Records drawn from a collection
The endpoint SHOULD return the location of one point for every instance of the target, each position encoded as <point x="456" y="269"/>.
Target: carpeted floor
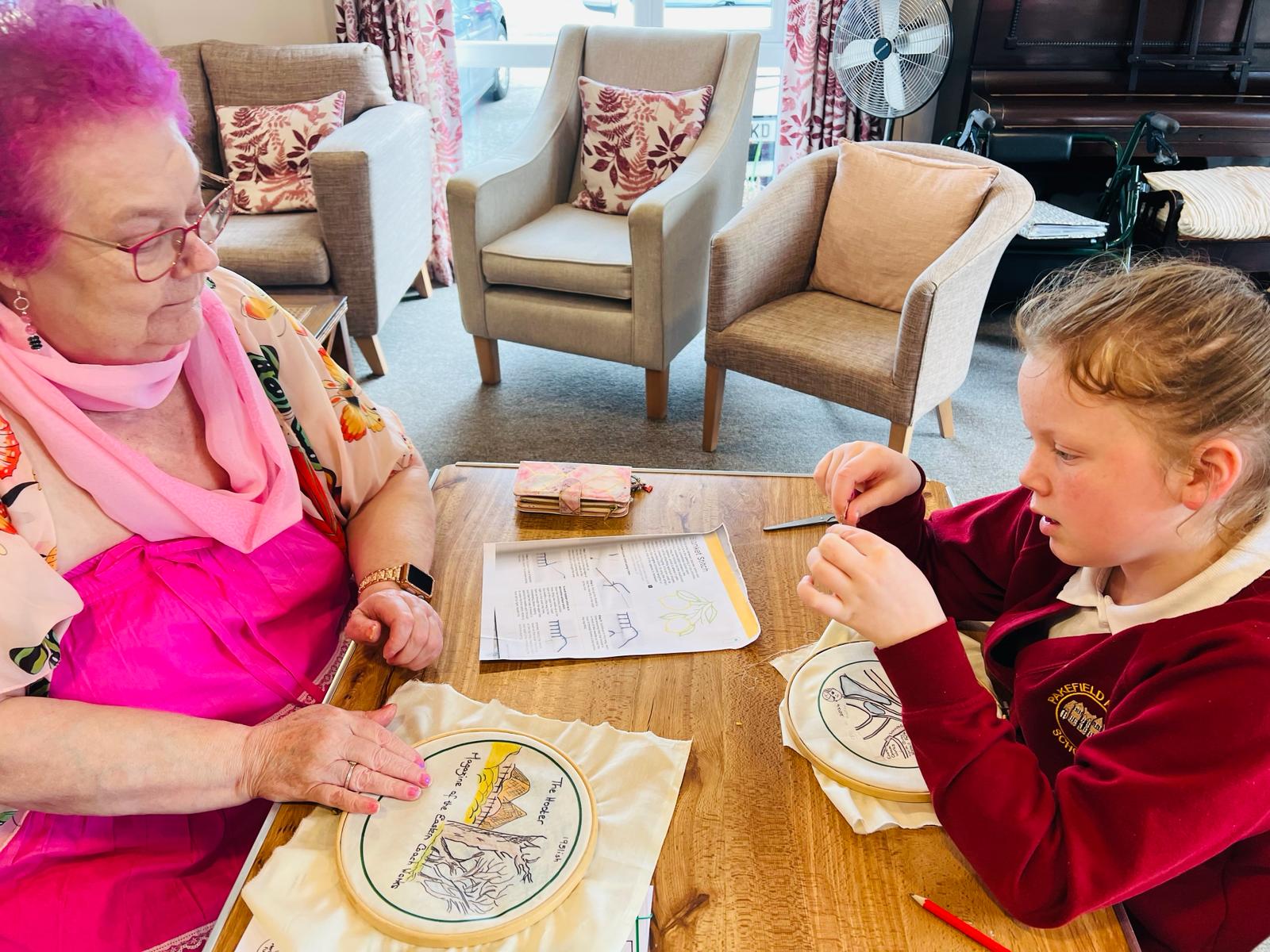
<point x="560" y="406"/>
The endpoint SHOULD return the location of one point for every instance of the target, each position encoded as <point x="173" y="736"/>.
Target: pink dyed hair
<point x="65" y="67"/>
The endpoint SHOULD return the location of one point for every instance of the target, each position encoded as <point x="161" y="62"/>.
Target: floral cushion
<point x="267" y="152"/>
<point x="633" y="140"/>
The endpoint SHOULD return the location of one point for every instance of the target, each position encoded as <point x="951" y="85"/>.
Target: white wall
<point x="275" y="22"/>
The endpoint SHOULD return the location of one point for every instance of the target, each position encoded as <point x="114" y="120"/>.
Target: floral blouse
<point x="342" y="446"/>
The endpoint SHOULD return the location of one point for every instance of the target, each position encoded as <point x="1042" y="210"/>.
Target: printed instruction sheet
<point x="614" y="596"/>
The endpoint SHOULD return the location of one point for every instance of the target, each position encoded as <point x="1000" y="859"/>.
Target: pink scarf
<point x="241" y="432"/>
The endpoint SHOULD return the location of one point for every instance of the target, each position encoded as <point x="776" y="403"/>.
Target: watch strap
<point x="397" y="574"/>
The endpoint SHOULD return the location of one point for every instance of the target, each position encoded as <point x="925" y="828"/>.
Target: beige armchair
<point x="764" y="321"/>
<point x="372" y="178"/>
<point x="533" y="270"/>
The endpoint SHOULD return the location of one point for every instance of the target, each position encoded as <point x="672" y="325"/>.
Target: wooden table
<point x="756" y="856"/>
<point x="324" y="314"/>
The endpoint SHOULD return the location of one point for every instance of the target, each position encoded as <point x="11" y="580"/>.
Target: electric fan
<point x="891" y="55"/>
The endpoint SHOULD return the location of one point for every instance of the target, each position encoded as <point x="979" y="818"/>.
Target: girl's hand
<point x="859" y="478"/>
<point x="413" y="626"/>
<point x="308" y="754"/>
<point x="867" y="583"/>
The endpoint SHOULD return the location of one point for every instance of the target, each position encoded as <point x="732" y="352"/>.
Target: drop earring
<point x="22" y="304"/>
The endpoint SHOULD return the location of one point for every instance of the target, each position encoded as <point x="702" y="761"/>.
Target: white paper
<point x="614" y="596"/>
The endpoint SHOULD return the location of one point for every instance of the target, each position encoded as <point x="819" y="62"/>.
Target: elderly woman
<point x="190" y="489"/>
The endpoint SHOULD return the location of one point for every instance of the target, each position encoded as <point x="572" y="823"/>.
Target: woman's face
<point x="120" y="183"/>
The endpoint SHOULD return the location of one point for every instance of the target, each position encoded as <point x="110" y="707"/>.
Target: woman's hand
<point x="413" y="626"/>
<point x="867" y="583"/>
<point x="859" y="478"/>
<point x="308" y="757"/>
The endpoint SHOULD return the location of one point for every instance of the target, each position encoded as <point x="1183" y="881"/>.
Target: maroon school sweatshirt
<point x="1133" y="767"/>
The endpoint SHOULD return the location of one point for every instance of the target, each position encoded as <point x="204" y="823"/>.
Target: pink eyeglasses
<point x="156" y="255"/>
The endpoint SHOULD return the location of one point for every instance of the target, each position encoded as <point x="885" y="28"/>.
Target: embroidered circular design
<point x="499" y="839"/>
<point x="1080" y="712"/>
<point x="845" y="717"/>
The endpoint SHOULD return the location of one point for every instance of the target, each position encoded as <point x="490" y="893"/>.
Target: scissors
<point x="827" y="520"/>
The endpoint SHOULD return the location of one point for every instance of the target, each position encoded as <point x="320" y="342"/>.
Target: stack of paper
<point x="1049" y="221"/>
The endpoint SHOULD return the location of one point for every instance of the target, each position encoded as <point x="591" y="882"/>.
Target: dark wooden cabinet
<point x="1098" y="65"/>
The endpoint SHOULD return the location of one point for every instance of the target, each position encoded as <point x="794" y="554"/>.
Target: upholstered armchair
<point x="372" y="178"/>
<point x="765" y="323"/>
<point x="630" y="289"/>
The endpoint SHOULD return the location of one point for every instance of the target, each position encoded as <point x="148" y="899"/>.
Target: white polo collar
<point x="1242" y="565"/>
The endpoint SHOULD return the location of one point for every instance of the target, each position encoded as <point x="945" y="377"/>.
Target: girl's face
<point x="1098" y="479"/>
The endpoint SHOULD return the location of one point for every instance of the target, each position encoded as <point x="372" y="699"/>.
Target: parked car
<point x="482" y="19"/>
<point x="611" y="6"/>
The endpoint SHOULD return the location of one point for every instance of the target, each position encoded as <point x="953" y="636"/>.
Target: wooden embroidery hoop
<point x="436" y="939"/>
<point x="833" y="774"/>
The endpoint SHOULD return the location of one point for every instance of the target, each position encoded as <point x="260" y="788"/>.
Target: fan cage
<point x="921" y="74"/>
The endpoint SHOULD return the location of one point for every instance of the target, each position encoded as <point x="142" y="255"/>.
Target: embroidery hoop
<point x="394" y="816"/>
<point x="817" y="743"/>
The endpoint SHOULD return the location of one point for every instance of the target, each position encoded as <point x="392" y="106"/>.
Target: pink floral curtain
<point x="418" y="40"/>
<point x="814" y="112"/>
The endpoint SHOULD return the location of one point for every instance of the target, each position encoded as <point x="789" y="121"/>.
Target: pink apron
<point x="194" y="628"/>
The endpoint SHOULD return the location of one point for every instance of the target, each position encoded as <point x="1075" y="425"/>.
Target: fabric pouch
<point x="573" y="489"/>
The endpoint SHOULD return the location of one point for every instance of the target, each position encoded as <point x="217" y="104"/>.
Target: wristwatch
<point x="408" y="577"/>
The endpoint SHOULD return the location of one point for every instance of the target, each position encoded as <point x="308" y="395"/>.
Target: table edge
<point x="479" y="465"/>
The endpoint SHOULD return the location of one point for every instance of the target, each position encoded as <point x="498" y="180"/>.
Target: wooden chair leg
<point x="714" y="406"/>
<point x="487" y="359"/>
<point x="374" y="355"/>
<point x="901" y="438"/>
<point x="423" y="282"/>
<point x="945" y="413"/>
<point x="657" y="393"/>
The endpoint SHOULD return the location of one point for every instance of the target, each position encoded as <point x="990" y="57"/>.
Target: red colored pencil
<point x="964" y="928"/>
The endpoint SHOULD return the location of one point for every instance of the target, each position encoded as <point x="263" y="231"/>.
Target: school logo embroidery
<point x="1080" y="712"/>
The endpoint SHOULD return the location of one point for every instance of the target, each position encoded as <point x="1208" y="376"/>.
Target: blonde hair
<point x="1185" y="344"/>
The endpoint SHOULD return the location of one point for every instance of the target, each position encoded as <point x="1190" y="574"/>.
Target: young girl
<point x="1128" y="583"/>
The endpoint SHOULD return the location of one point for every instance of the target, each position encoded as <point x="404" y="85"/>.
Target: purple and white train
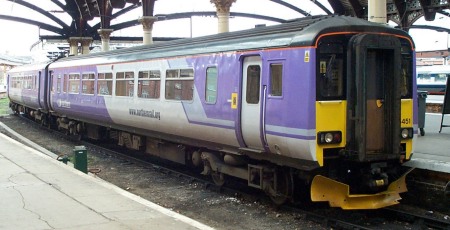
<point x="325" y="103"/>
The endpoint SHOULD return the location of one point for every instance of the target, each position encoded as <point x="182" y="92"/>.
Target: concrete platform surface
<point x="38" y="192"/>
<point x="432" y="151"/>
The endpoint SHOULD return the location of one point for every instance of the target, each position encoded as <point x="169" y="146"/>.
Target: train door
<point x="251" y="103"/>
<point x="374" y="98"/>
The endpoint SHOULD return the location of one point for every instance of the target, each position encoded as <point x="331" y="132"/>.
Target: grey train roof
<point x="299" y="32"/>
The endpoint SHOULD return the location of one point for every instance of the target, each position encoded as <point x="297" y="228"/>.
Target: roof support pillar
<point x="105" y="34"/>
<point x="73" y="42"/>
<point x="147" y="24"/>
<point x="377" y="11"/>
<point x="85" y="44"/>
<point x="223" y="14"/>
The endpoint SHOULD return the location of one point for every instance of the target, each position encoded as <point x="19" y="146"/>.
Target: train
<point x="322" y="106"/>
<point x="433" y="79"/>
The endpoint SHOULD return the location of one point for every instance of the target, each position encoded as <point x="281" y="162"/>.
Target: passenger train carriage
<point x="325" y="102"/>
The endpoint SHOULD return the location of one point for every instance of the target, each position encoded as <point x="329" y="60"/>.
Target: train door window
<point x="58" y="84"/>
<point x="211" y="85"/>
<point x="331" y="71"/>
<point x="125" y="84"/>
<point x="74" y="83"/>
<point x="36" y="80"/>
<point x="149" y="84"/>
<point x="52" y="75"/>
<point x="180" y="84"/>
<point x="406" y="74"/>
<point x="104" y="84"/>
<point x="65" y="82"/>
<point x="253" y="84"/>
<point x="27" y="82"/>
<point x="276" y="79"/>
<point x="87" y="83"/>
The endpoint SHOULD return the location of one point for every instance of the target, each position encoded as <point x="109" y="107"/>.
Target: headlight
<point x="329" y="137"/>
<point x="406" y="133"/>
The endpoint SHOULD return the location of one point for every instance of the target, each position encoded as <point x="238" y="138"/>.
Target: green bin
<point x="80" y="159"/>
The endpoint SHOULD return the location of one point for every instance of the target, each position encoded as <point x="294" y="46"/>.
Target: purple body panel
<point x="294" y="109"/>
<point x="81" y="106"/>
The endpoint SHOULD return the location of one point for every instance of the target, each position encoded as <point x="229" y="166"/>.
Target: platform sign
<point x="446" y="105"/>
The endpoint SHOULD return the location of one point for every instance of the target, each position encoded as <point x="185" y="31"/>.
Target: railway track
<point x="387" y="218"/>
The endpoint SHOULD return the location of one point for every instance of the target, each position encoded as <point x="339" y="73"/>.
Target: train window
<point x="65" y="82"/>
<point x="180" y="84"/>
<point x="74" y="83"/>
<point x="276" y="79"/>
<point x="253" y="84"/>
<point x="211" y="85"/>
<point x="87" y="83"/>
<point x="406" y="72"/>
<point x="149" y="84"/>
<point x="36" y="80"/>
<point x="104" y="84"/>
<point x="58" y="84"/>
<point x="331" y="82"/>
<point x="125" y="84"/>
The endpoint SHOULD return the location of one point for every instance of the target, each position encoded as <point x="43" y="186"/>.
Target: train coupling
<point x="339" y="195"/>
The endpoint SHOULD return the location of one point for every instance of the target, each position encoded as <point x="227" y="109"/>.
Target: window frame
<point x="215" y="90"/>
<point x="178" y="77"/>
<point x="104" y="79"/>
<point x="126" y="81"/>
<point x="150" y="77"/>
<point x="91" y="79"/>
<point x="271" y="84"/>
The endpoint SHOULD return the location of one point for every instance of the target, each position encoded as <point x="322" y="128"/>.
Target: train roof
<point x="30" y="67"/>
<point x="435" y="69"/>
<point x="299" y="32"/>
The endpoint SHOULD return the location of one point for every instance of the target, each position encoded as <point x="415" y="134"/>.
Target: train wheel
<point x="218" y="178"/>
<point x="283" y="190"/>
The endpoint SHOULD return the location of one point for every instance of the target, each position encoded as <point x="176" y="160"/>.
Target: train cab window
<point x="104" y="84"/>
<point x="65" y="82"/>
<point x="125" y="84"/>
<point x="58" y="84"/>
<point x="276" y="77"/>
<point x="74" y="83"/>
<point x="211" y="85"/>
<point x="253" y="84"/>
<point x="330" y="80"/>
<point x="180" y="84"/>
<point x="36" y="80"/>
<point x="149" y="84"/>
<point x="87" y="83"/>
<point x="406" y="72"/>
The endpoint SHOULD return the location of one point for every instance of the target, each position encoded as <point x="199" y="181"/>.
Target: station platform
<point x="38" y="192"/>
<point x="432" y="151"/>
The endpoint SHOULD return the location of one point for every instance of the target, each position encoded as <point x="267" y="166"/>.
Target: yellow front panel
<point x="407" y="122"/>
<point x="330" y="116"/>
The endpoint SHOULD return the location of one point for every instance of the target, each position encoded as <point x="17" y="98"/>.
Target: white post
<point x="223" y="21"/>
<point x="147" y="24"/>
<point x="105" y="35"/>
<point x="85" y="43"/>
<point x="73" y="42"/>
<point x="377" y="11"/>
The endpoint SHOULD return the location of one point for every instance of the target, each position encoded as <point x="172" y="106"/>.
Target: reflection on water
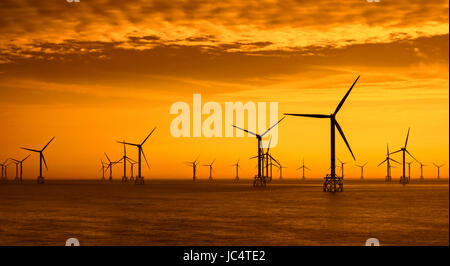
<point x="177" y="212"/>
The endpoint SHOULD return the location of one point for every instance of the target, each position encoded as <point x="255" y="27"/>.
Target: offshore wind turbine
<point x="125" y="159"/>
<point x="132" y="163"/>
<point x="409" y="170"/>
<point x="110" y="165"/>
<point x="303" y="167"/>
<point x="260" y="179"/>
<point x="362" y="169"/>
<point x="342" y="168"/>
<point x="40" y="178"/>
<point x="281" y="167"/>
<point x="236" y="179"/>
<point x="403" y="179"/>
<point x="104" y="168"/>
<point x="421" y="169"/>
<point x="16" y="162"/>
<point x="3" y="168"/>
<point x="210" y="169"/>
<point x="194" y="165"/>
<point x="333" y="182"/>
<point x="139" y="178"/>
<point x="388" y="164"/>
<point x="438" y="168"/>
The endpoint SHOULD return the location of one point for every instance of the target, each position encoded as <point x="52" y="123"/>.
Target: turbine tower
<point x="342" y="168"/>
<point x="236" y="179"/>
<point x="388" y="164"/>
<point x="260" y="179"/>
<point x="438" y="168"/>
<point x="281" y="167"/>
<point x="132" y="163"/>
<point x="40" y="178"/>
<point x="303" y="168"/>
<point x="333" y="182"/>
<point x="103" y="169"/>
<point x="194" y="165"/>
<point x="110" y="165"/>
<point x="140" y="178"/>
<point x="125" y="159"/>
<point x="210" y="169"/>
<point x="362" y="169"/>
<point x="421" y="169"/>
<point x="409" y="170"/>
<point x="16" y="162"/>
<point x="403" y="179"/>
<point x="3" y="168"/>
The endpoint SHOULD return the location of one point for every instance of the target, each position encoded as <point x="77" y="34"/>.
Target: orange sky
<point x="94" y="72"/>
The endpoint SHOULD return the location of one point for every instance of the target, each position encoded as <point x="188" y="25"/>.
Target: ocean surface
<point x="181" y="212"/>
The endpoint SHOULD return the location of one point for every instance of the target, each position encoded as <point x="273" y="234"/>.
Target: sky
<point x="95" y="72"/>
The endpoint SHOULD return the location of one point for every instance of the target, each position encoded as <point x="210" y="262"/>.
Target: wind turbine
<point x="342" y="168"/>
<point x="110" y="165"/>
<point x="332" y="180"/>
<point x="194" y="165"/>
<point x="362" y="169"/>
<point x="140" y="178"/>
<point x="3" y="168"/>
<point x="40" y="179"/>
<point x="132" y="163"/>
<point x="260" y="179"/>
<point x="303" y="168"/>
<point x="236" y="179"/>
<point x="409" y="170"/>
<point x="210" y="169"/>
<point x="280" y="167"/>
<point x="16" y="162"/>
<point x="125" y="159"/>
<point x="439" y="168"/>
<point x="103" y="169"/>
<point x="388" y="164"/>
<point x="421" y="169"/>
<point x="404" y="151"/>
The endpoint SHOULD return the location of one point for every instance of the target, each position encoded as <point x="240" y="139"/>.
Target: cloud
<point x="286" y="25"/>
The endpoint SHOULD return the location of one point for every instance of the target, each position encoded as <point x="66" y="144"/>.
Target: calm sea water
<point x="180" y="212"/>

> **Directions for this task**:
Show each line of the material above that contains the string "water", copied in full. Matches are case-sensitive.

> **Reply**:
Target: reflection on water
Target: calm sea water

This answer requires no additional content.